Can you write out the passage of the Amazon S3 post below, everything from "An Introduction to" down to "to be authenticated.", word for word?

=== EXTRACT TO READ ===

Introduction

In this post, not only will we see firsthand how simple creating an S3 bucket with a CDN is, but we'll discuss security as well. By the end of this guide, I hope you'll be more confident and better prepared to work with permissions in your own applications by having a strong grasp on how they apply in our Trip Logger app.

An Introduction to Amazon S3

As mentioned before, Amazon S3 is a storage service capable of storing practically any type of data. This could be PDF, CSV, images, JSON, or anything else.
S3 is not a database - when you need to perform database operations like querying, sorting, and filtering data, it's not efficient to store that data in S3. S3 is designed to store and retrieve objects, like files, and accessing data in S3 requires downloading the entire object

In our Trip Logger application, we'll implement both reading and writing data into our S3 bucket. For reading, the viewer doesn't have to be logged in, but for writing into our bucket, the user will have to be authenticated.

=== SUPPLIED INFORMATION ===

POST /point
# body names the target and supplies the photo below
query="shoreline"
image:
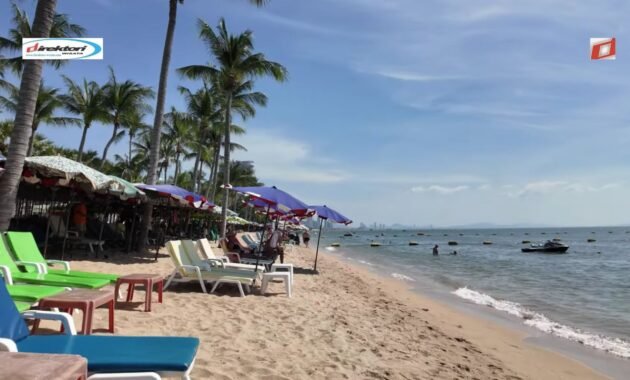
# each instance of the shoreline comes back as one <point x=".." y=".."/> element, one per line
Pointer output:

===

_EXERCISE RESULT_
An Introduction to Amazon S3

As mentioned before, Amazon S3 is a storage service capable of storing practically any type of data. This could be PDF, CSV, images, JSON, or anything else.
S3 is not a database - when you need to perform database operations like querying, sorting, and filtering data, it's not efficient to store that data in S3. S3 is designed to store and retrieve objects, like files, and accessing data in S3 requires downloading the entire object

In our Trip Logger application, we'll implement both reading and writing data into our S3 bucket. For reading, the viewer doesn't have to be logged in, but for writing into our bucket, the user will have to be authenticated.